[Records drawn from a dataset]
= = = = =

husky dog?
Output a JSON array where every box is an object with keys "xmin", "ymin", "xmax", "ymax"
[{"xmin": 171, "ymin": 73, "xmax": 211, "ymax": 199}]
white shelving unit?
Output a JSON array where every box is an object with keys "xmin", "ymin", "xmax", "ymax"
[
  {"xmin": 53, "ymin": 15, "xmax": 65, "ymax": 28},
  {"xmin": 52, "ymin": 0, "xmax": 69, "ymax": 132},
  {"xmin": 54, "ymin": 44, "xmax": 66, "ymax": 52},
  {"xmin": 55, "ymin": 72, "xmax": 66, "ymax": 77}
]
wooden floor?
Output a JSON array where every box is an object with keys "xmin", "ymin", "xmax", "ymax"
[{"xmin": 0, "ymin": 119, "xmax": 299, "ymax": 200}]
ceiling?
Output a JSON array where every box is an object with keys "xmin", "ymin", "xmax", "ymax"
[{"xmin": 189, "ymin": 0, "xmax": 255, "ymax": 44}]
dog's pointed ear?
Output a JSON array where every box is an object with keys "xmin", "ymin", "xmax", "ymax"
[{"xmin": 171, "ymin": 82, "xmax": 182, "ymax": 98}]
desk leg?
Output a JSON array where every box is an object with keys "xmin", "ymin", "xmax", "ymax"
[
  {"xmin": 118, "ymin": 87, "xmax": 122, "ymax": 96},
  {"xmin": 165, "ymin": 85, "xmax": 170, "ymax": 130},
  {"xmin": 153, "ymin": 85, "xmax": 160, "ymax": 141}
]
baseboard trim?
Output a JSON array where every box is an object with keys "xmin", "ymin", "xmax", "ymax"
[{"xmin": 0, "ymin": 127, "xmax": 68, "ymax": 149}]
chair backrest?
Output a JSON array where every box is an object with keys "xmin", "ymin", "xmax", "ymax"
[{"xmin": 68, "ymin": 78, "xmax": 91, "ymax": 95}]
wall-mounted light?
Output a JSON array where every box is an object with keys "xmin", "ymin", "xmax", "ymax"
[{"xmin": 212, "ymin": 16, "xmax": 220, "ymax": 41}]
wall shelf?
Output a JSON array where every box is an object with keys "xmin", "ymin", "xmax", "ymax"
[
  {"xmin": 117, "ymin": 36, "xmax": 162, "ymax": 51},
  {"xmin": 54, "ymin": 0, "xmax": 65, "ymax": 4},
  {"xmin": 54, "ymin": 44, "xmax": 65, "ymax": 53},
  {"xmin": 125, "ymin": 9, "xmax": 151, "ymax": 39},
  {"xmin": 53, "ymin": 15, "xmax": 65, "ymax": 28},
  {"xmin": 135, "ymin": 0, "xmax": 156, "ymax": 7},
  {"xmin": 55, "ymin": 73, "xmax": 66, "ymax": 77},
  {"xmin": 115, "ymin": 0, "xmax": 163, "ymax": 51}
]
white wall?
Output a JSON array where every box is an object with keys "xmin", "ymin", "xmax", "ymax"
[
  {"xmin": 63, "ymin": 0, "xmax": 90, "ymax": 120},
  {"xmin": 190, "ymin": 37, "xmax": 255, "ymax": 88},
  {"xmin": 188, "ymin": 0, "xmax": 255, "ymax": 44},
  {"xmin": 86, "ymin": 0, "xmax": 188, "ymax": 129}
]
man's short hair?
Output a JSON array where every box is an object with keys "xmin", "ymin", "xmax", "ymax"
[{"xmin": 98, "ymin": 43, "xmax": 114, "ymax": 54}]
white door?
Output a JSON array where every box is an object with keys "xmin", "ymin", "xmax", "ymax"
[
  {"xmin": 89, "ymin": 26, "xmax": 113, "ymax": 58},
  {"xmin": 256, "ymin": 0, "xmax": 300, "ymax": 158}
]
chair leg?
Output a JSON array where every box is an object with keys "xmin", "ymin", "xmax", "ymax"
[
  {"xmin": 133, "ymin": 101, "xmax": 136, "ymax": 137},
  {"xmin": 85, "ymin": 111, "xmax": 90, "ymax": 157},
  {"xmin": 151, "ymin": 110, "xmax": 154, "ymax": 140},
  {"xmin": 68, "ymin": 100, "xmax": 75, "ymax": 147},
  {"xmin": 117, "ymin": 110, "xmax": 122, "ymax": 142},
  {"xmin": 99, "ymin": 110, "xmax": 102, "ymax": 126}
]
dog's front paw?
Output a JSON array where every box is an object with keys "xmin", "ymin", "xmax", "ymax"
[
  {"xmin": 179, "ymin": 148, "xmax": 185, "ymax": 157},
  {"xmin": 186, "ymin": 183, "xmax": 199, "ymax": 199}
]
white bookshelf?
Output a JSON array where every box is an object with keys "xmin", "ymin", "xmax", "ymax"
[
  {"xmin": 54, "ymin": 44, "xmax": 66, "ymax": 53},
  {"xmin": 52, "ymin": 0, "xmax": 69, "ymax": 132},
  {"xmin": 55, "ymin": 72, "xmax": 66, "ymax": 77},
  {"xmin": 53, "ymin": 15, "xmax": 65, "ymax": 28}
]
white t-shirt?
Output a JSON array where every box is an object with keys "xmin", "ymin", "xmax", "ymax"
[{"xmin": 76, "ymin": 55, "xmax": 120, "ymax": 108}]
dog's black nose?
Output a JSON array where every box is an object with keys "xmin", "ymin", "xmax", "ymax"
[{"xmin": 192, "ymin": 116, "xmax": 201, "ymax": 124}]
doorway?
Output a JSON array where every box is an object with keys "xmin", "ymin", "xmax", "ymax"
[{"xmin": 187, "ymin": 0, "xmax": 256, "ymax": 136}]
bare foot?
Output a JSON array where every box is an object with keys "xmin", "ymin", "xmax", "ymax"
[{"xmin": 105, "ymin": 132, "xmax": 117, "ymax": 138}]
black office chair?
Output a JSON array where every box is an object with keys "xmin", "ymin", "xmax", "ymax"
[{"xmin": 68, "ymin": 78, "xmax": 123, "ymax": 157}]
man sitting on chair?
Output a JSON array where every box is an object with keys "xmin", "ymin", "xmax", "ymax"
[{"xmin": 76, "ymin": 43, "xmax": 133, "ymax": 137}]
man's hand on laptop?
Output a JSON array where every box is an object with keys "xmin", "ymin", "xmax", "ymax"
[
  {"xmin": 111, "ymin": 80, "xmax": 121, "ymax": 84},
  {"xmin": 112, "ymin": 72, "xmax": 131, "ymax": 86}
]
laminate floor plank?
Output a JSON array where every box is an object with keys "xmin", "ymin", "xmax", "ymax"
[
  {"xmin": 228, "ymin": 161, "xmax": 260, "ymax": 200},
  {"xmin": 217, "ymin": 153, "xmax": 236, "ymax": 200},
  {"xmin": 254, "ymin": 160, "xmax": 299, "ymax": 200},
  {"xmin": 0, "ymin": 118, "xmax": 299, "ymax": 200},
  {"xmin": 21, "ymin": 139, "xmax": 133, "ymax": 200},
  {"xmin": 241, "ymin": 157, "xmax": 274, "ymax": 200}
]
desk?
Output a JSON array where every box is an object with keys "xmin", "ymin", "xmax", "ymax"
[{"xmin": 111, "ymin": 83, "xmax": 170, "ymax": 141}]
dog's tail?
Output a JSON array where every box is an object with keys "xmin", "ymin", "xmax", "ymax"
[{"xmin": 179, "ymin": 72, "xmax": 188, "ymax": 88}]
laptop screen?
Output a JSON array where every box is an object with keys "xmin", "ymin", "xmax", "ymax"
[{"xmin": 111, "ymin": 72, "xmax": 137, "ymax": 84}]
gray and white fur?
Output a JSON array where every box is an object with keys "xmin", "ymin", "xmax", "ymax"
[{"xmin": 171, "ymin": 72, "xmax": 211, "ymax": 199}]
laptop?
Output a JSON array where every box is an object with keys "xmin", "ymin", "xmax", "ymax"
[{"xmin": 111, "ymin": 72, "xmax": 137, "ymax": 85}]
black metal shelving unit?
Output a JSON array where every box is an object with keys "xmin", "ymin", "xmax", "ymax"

= = = = =

[Instructions to follow]: In the data above, which lines include "unit"? Return those lines.

[Written answer]:
white shelving unit?
black metal shelving unit?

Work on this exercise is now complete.